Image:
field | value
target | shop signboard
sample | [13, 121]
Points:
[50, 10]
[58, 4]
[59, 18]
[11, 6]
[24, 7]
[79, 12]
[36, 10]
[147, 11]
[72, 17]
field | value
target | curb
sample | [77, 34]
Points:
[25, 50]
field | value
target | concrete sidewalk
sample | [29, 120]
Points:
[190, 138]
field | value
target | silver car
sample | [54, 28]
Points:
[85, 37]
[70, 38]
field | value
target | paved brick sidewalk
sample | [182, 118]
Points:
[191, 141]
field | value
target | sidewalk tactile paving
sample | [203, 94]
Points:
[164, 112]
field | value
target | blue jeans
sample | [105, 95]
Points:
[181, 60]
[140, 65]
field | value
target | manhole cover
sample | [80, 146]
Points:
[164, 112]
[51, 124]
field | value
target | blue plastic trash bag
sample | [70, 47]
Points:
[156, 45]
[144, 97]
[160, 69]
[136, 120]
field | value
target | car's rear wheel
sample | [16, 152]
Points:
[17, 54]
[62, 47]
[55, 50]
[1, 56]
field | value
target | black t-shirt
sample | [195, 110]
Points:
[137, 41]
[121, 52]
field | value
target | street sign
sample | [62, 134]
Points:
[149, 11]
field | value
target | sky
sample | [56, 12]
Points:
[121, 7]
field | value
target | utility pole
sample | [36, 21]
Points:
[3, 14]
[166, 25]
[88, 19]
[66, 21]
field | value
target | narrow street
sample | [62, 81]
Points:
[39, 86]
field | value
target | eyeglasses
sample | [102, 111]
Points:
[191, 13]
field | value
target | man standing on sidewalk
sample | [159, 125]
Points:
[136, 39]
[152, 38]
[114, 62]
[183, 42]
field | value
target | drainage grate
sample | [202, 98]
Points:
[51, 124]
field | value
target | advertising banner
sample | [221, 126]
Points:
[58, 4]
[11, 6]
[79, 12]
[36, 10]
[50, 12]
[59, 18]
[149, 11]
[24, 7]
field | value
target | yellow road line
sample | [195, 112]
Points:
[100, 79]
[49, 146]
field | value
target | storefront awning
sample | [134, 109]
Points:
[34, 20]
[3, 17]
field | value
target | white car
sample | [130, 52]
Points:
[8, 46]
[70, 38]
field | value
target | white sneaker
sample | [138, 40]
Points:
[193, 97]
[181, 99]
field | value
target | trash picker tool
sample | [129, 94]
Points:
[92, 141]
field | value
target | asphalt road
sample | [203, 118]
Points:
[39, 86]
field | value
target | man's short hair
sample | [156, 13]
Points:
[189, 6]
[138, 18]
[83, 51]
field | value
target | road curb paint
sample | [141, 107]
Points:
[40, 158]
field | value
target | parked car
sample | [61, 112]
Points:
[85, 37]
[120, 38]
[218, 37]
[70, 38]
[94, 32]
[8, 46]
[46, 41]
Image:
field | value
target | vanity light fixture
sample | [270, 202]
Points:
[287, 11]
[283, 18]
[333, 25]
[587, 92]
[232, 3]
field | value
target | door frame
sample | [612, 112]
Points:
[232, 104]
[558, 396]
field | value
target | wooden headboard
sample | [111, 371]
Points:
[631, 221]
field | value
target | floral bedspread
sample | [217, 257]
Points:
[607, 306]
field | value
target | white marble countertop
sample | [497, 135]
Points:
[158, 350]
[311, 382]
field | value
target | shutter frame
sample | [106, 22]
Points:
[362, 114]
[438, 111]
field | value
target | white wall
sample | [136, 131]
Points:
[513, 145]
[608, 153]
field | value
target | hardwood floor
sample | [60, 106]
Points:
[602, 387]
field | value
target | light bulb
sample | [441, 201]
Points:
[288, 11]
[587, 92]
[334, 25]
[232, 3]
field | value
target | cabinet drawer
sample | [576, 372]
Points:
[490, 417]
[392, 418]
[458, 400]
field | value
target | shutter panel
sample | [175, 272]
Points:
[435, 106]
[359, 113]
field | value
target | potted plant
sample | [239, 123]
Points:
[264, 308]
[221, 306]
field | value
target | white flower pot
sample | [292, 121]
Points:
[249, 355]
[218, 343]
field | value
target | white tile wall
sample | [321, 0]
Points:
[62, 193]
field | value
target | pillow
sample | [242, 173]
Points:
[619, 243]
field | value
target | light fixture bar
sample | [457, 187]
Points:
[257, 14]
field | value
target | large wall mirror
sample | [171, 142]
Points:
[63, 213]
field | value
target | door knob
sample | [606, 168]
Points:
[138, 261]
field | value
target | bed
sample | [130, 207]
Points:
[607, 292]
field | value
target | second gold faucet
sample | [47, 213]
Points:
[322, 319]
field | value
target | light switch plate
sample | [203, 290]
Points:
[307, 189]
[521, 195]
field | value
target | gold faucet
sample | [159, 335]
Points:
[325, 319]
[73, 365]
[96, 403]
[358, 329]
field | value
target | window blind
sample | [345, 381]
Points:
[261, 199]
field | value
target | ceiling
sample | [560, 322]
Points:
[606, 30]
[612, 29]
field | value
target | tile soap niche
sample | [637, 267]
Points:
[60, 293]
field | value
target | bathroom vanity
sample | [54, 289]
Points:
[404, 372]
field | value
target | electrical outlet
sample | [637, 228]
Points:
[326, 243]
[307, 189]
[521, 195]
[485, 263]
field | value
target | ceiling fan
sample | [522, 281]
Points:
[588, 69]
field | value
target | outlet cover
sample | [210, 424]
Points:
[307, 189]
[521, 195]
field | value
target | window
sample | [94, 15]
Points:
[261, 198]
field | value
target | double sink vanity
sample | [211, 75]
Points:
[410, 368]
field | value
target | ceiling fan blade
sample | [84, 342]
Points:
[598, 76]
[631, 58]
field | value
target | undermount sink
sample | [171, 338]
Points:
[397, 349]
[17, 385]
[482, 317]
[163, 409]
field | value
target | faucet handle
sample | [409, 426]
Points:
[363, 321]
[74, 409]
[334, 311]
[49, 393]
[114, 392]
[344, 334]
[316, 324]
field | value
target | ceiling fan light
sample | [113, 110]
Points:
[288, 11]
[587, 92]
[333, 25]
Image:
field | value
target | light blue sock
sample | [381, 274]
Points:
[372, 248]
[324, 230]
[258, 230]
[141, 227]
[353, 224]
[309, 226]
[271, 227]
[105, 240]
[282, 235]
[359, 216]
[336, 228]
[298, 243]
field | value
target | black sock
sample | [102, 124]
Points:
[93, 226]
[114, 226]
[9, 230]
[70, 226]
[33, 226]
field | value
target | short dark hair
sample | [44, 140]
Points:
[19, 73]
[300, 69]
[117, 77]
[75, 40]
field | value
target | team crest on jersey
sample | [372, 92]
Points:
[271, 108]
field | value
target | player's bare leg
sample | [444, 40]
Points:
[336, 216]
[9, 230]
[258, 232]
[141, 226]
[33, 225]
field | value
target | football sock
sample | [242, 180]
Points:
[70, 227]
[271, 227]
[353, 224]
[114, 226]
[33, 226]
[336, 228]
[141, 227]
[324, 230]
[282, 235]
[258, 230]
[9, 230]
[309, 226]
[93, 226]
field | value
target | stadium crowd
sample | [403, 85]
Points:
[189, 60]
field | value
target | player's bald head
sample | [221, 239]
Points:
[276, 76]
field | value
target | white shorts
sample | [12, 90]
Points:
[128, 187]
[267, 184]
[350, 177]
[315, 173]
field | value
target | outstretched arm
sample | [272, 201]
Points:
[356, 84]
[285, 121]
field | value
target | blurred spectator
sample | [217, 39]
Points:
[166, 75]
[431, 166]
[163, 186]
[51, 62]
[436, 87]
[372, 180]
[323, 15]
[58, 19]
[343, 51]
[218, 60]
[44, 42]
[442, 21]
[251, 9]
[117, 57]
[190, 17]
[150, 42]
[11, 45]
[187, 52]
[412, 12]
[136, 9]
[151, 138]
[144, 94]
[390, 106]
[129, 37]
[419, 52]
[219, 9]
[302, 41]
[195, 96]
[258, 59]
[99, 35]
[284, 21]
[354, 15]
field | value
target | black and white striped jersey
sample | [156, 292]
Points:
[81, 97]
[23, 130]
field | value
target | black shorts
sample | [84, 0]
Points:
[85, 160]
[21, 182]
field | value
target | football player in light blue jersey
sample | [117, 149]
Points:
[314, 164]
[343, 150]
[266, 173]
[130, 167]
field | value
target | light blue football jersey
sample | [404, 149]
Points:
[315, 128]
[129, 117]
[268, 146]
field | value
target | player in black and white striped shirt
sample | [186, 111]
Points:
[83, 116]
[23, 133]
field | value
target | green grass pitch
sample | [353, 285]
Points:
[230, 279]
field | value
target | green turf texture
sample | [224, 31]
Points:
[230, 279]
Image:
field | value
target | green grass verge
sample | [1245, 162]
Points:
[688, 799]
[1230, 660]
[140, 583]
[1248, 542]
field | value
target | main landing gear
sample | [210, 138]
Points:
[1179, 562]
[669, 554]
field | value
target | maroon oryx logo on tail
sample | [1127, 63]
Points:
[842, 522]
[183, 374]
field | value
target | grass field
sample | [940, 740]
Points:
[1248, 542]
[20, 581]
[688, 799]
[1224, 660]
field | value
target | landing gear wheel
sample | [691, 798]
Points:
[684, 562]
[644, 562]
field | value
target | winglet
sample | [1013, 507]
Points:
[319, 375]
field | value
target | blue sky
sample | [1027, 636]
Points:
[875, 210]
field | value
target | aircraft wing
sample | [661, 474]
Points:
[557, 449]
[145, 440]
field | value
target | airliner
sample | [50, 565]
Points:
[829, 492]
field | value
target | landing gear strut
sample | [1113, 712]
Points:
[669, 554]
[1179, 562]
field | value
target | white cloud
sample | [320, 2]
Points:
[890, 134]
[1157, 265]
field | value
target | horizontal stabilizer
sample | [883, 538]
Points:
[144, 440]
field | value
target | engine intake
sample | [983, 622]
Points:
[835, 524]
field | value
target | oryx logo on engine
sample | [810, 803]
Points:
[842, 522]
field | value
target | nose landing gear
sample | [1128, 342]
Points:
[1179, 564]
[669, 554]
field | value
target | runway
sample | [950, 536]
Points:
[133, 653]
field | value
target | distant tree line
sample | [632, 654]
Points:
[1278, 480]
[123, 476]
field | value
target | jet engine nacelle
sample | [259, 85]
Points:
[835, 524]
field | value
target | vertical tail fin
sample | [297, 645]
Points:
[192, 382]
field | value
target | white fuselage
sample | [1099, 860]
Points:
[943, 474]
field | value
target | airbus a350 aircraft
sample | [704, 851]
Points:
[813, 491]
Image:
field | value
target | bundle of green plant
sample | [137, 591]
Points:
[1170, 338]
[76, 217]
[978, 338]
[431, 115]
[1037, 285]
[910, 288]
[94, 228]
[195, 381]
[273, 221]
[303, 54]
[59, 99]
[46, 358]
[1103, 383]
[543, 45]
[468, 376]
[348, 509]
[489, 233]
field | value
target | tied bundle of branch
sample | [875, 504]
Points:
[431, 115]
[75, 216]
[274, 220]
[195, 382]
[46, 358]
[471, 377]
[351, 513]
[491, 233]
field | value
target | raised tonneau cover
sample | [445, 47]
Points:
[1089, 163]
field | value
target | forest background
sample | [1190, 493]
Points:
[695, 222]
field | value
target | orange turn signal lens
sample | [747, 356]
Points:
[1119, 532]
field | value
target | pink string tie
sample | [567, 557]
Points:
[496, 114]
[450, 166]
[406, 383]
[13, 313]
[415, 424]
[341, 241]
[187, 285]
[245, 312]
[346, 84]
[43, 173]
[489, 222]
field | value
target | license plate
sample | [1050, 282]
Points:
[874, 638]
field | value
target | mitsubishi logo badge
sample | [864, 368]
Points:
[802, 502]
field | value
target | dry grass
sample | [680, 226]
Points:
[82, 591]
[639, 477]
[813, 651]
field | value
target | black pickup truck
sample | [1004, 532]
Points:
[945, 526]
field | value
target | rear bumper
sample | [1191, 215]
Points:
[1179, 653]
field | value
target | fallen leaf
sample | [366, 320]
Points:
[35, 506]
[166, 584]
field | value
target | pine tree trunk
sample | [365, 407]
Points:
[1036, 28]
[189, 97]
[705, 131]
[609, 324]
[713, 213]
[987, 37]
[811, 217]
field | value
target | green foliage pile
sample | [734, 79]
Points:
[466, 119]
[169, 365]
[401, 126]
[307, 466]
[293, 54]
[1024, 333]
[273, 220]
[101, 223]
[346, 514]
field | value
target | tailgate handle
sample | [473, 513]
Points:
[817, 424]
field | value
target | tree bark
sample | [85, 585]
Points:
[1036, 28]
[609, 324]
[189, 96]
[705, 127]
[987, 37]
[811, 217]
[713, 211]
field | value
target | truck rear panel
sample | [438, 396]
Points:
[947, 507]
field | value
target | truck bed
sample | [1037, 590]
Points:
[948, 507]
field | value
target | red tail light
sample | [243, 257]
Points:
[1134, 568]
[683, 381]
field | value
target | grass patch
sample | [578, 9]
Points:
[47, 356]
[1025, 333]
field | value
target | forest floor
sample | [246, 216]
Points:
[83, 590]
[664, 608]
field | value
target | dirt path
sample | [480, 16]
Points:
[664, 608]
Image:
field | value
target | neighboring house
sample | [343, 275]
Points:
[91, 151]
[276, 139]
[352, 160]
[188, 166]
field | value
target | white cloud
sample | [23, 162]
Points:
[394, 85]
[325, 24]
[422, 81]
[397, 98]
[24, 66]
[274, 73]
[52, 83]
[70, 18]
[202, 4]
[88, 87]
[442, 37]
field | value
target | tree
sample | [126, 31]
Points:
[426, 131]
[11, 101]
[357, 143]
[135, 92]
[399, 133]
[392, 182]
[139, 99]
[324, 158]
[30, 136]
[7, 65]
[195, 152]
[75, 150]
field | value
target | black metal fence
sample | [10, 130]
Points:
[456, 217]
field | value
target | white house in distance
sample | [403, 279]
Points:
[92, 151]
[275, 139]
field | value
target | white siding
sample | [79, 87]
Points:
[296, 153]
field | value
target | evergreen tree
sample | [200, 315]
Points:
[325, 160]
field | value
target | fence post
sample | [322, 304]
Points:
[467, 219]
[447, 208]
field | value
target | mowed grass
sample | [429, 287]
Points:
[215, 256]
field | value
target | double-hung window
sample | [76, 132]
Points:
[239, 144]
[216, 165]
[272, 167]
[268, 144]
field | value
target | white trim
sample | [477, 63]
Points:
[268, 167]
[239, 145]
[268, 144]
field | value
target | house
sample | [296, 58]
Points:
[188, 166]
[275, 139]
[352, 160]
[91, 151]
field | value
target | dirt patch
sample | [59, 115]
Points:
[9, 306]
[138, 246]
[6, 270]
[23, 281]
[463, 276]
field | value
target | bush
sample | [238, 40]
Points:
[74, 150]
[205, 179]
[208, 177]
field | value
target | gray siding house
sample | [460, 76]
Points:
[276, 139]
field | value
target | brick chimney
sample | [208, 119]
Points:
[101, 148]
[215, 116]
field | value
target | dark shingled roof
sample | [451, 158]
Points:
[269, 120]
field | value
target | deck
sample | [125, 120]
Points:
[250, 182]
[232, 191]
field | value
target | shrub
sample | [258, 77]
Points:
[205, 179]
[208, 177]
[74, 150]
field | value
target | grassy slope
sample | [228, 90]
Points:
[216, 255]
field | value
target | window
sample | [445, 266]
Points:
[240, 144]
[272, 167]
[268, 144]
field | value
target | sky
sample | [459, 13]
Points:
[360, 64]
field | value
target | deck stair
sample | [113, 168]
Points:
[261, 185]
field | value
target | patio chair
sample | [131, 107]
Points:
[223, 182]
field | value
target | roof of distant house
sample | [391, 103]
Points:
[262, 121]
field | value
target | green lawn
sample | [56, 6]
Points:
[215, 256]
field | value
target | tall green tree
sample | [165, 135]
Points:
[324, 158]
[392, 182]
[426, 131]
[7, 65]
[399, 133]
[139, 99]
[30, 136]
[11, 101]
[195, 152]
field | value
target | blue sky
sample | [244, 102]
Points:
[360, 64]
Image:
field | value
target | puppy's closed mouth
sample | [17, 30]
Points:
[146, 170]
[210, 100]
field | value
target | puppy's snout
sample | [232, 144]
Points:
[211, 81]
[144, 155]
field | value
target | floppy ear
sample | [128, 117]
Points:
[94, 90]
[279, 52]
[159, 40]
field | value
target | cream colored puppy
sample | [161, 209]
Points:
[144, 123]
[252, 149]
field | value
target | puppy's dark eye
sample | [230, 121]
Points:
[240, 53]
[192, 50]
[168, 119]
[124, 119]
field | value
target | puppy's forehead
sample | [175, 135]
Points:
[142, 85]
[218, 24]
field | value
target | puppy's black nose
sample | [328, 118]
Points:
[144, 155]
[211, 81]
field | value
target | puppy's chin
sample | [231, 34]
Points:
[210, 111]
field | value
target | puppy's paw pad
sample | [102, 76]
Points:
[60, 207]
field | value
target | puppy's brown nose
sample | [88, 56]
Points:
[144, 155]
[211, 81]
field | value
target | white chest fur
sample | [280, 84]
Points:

──────

--- Work to complete ---
From the records above, transcribe without alteration every line from the one with "sample | [130, 207]" to the one with "sample | [159, 335]", inclusive.

--- Result ---
sample | [130, 207]
Points:
[607, 292]
field | value
target | second gold faucet
sample | [47, 213]
Points:
[322, 319]
field | value
target | light switch plate
sample | [203, 290]
Points:
[307, 189]
[521, 195]
field | value
target | gold faucet
sample | [159, 335]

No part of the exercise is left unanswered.